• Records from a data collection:
────────
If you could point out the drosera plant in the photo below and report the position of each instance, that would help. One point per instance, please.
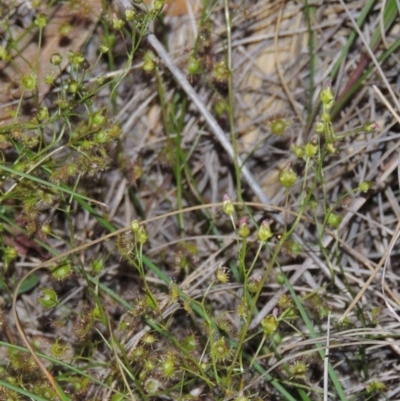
(190, 336)
(217, 355)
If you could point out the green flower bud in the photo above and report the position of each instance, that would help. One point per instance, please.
(42, 114)
(279, 126)
(280, 279)
(365, 186)
(222, 274)
(130, 14)
(41, 21)
(4, 55)
(101, 136)
(73, 87)
(298, 151)
(56, 59)
(98, 118)
(142, 235)
(193, 65)
(370, 127)
(326, 118)
(220, 72)
(158, 5)
(10, 253)
(227, 206)
(49, 78)
(62, 271)
(287, 177)
(264, 232)
(97, 265)
(149, 66)
(327, 97)
(135, 226)
(334, 220)
(269, 324)
(244, 230)
(311, 149)
(320, 127)
(75, 58)
(29, 81)
(118, 24)
(49, 298)
(65, 29)
(104, 48)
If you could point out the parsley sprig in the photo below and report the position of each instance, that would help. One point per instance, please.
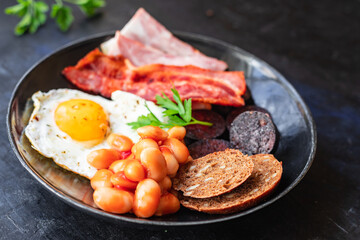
(178, 113)
(33, 13)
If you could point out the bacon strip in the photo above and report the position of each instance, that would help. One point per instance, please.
(144, 34)
(103, 74)
(141, 55)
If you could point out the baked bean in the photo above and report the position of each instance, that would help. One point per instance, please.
(113, 200)
(154, 163)
(172, 164)
(119, 165)
(101, 179)
(125, 155)
(121, 180)
(168, 204)
(143, 144)
(177, 132)
(147, 197)
(165, 185)
(134, 171)
(179, 149)
(102, 158)
(119, 142)
(189, 159)
(152, 132)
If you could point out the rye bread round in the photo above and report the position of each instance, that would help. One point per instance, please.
────────
With the images left out, output all the entries above exactly.

If you could point out the drosera plant in the photo below and report the position of each instance, that would help. One point per instance, please.
(190, 336)
(217, 355)
If you could point out the green flower bud in the photo above and report the position of each instance, that would help. One point per instance, please.
(42, 114)
(279, 126)
(280, 279)
(365, 186)
(222, 274)
(130, 14)
(41, 21)
(4, 55)
(101, 136)
(73, 87)
(298, 151)
(56, 59)
(98, 118)
(142, 235)
(193, 65)
(370, 127)
(326, 118)
(220, 72)
(158, 5)
(10, 253)
(227, 206)
(49, 78)
(62, 271)
(287, 177)
(264, 232)
(97, 265)
(149, 66)
(327, 97)
(135, 226)
(334, 220)
(269, 324)
(244, 230)
(311, 149)
(320, 127)
(75, 58)
(29, 81)
(118, 24)
(49, 298)
(65, 29)
(104, 48)
If you could point out the parsley sprig in the photo below and report the position of each instance, that would help. One point per instance, please.
(178, 113)
(33, 13)
If you could point out the bacon strip in the photo above and report the position of each instance, that would help. One point per instance, please.
(144, 34)
(103, 74)
(141, 55)
If you could point out the baked bean in the photo above and report the position of each instance, that would help. One point per instance, please.
(113, 200)
(154, 163)
(172, 164)
(119, 165)
(101, 179)
(125, 155)
(121, 180)
(168, 204)
(143, 144)
(177, 132)
(147, 197)
(165, 185)
(134, 171)
(179, 149)
(102, 158)
(119, 142)
(189, 159)
(152, 132)
If you could point out the rye bread round in the photo above and report the position of each instance, that would help. One point per instance, please.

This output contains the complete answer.